### Objectives
a - In the forum thread on cited-reference metadata, where did the repository staff paste content copied from the PDFs before moving it to the submission screen?
b - Pick up the forum thread on cited-reference metadata after its final sentence and keep writing.

Re: The fundamental importance of capturing cited-reference metadata in Institutional Repository deposits

From: Sally Morris <editor_at_alpsp.org>
Date: Fri, 23 Jan 2009 15:41:52 -0000

If CrossRef's SimpleTextQuery can parse any standard reference
format, so presumably could repositories?

 

Sally

 

 

 

Sally Morris

Editor-in-Chief, Learned Publishing

 

South House, The Street

Clapham, Worthing, West Sussex BN13 3UU, UK

 

Tel: +44(0)1903 871286

Fax: +44(0)8701 202806

Email: editor_at_alpsp.org


____________________________________________________________________________


From: American Scientist Open Access Forum
[mailto:AMERICAN-SCIENTIST-OPEN-ACCESS-FORUM_at_LISTSERVER.SIGMAXI.ORG]
On Behalf Of Stevan Harnad
Sent: 23 January 2009 00:28
To: AMERICAN-SCIENTIST-OPEN-ACCESS-FORUM_at_LISTSERVER.SIGMAXI.ORG
Subject: The fundamental importance of capturing cited-reference
metadata in Institutional Repository deposits

 

On 22-Jan-09, at 5:18 AM, Francis Jayakanth wrote on the eprints-tech
list:

Till recently, we used to include references for all the uploads that
are
happening into our repository. While copying and pasting metadata
content
from the PDFs, we don't directly paste the copied content onto the
submission screen. Instead, we first copy the content onto an editor
like
notepad or wordpad and then copy the content from an editor on to the
submission screen. This is specially true for the references.

Our experience has been that when the references are copied and
pasted on to an editor like notepad or wordpad from the PDF file,
invariably
non-ascii characters found in almost every reference. Correcting the
non-ascii characters takes considerable amount of time. Also, as to
be
expected, the references from difference publishers are in different
styles, which may not make reference linking straight forward. Both
these
factors forced us take a decision to do away with uploading of
references,
henceforth. I'll appreciate if you could share your experiences on
the
said matter.

Location labeling records
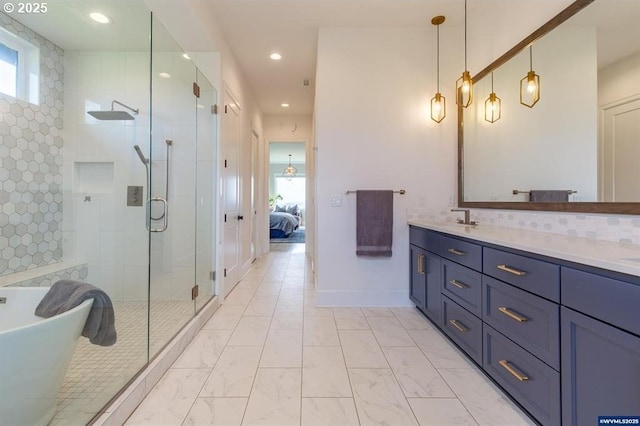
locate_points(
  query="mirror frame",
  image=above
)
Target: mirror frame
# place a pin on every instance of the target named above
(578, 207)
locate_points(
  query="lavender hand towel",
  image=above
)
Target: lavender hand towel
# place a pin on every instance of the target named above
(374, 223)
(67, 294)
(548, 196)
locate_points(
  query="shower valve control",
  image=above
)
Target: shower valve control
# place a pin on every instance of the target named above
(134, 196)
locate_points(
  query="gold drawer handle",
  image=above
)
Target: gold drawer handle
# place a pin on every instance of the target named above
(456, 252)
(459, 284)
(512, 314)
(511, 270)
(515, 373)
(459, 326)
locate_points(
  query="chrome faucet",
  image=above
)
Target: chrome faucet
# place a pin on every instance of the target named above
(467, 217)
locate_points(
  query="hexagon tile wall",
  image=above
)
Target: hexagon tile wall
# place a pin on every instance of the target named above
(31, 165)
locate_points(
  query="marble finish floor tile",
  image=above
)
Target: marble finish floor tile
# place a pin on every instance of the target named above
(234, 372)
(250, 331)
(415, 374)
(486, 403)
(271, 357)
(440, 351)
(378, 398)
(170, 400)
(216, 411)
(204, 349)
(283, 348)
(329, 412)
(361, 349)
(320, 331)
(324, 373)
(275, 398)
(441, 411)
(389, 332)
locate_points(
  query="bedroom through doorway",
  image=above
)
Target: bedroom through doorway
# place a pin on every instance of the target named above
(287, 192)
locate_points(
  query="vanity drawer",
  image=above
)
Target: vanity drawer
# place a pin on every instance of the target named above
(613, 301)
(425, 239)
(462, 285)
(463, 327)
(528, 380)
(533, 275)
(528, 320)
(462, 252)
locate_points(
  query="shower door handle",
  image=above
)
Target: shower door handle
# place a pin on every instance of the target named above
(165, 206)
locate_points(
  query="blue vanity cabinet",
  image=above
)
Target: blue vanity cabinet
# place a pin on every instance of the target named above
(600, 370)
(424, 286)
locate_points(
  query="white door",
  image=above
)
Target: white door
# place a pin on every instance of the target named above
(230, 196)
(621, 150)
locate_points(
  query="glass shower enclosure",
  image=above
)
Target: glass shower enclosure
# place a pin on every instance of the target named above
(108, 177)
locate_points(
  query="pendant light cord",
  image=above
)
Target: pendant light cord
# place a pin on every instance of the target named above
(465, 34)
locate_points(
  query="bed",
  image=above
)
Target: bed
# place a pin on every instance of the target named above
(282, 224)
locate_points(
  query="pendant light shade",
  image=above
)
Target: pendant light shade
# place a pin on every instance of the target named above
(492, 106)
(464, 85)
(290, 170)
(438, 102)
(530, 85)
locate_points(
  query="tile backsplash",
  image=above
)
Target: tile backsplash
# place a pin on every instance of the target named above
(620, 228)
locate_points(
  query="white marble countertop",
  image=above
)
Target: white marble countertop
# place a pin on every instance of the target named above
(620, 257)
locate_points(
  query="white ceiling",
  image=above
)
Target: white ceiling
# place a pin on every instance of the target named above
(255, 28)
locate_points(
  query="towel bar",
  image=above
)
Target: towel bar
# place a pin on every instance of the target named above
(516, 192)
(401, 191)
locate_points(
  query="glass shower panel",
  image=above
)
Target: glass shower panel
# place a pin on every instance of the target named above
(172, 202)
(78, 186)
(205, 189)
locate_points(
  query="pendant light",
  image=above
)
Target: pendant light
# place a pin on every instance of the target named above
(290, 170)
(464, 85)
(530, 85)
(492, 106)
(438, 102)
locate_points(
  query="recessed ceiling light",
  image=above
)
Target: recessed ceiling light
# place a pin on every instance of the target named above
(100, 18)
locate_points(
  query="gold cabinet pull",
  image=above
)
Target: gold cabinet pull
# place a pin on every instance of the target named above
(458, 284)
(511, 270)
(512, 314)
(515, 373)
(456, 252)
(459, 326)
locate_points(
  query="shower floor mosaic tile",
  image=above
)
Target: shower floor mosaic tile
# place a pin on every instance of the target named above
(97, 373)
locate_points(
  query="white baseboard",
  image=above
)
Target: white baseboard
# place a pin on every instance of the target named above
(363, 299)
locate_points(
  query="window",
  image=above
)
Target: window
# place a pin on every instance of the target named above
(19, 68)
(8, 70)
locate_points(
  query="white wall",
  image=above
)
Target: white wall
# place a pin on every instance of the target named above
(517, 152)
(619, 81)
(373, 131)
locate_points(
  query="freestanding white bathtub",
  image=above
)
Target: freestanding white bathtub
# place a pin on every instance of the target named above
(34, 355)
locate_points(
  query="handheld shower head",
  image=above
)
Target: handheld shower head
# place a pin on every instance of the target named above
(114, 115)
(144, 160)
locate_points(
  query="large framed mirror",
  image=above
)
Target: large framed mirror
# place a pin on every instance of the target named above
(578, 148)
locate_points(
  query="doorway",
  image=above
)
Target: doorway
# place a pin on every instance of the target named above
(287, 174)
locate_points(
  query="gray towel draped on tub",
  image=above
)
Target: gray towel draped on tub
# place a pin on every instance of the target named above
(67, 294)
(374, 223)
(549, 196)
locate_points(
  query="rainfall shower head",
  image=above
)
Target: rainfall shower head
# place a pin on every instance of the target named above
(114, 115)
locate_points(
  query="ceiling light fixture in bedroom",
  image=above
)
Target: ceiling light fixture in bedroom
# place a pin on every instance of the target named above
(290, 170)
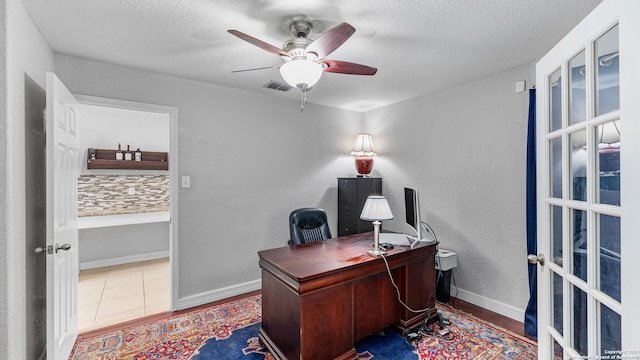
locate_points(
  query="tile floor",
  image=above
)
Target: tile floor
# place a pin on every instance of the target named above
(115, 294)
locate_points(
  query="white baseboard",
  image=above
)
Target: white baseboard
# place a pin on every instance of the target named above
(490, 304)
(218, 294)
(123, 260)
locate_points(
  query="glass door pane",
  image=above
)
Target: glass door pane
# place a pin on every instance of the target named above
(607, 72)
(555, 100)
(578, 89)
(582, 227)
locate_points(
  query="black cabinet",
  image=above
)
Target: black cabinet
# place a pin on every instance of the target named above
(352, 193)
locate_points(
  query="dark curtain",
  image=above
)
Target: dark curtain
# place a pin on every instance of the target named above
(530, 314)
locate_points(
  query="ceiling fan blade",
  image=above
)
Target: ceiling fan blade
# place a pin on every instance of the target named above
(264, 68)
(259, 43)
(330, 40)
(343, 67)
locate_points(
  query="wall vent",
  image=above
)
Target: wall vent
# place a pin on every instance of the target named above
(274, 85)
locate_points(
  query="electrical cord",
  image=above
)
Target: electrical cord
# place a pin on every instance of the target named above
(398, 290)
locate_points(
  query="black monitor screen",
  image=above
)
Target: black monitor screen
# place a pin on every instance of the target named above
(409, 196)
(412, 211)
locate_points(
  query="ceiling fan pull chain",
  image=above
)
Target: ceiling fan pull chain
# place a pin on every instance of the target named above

### Answers to the exercise
a - Into an editor like Notepad or WordPad.

b -
The items in an article's reference list are among the most important
of metadata, second only to the equivalent information about the
article itself. Indeed they are the canonical metadata: authors,
year, title, journal. If each Institutional Repository (IR) has those
canonical metadata for every one of its deposited articles as well as
for every article cited by every one of its deposited articles, that
creates the glue for distributed reference interlinking and metric
analysis of the entire distributed OA corpus webwide, as well as a
means of triangulating institutional affiliations and even name
disambiguation.

Yes, there are some technical problems to be solved in order to
capture all references, such as they are, filtering out noise, but
those technical problems are well worth solving (and sharing the
solution) for the great benefits they will bestow.

The same is true for handling the numerous (but finite) variant
formats that references may take: Yes, there are many, including
different permutations in the order of the key components,
abbreviations, incomplete components etc., but those too are finite,
can be solved once and for all to a very good approximation, and the
solution can be shared and pooled across the distributed IRs and
their softwares. And again, it is eminently worthwhile to make the
relatively small effort to do this, because the dividends are so
vast.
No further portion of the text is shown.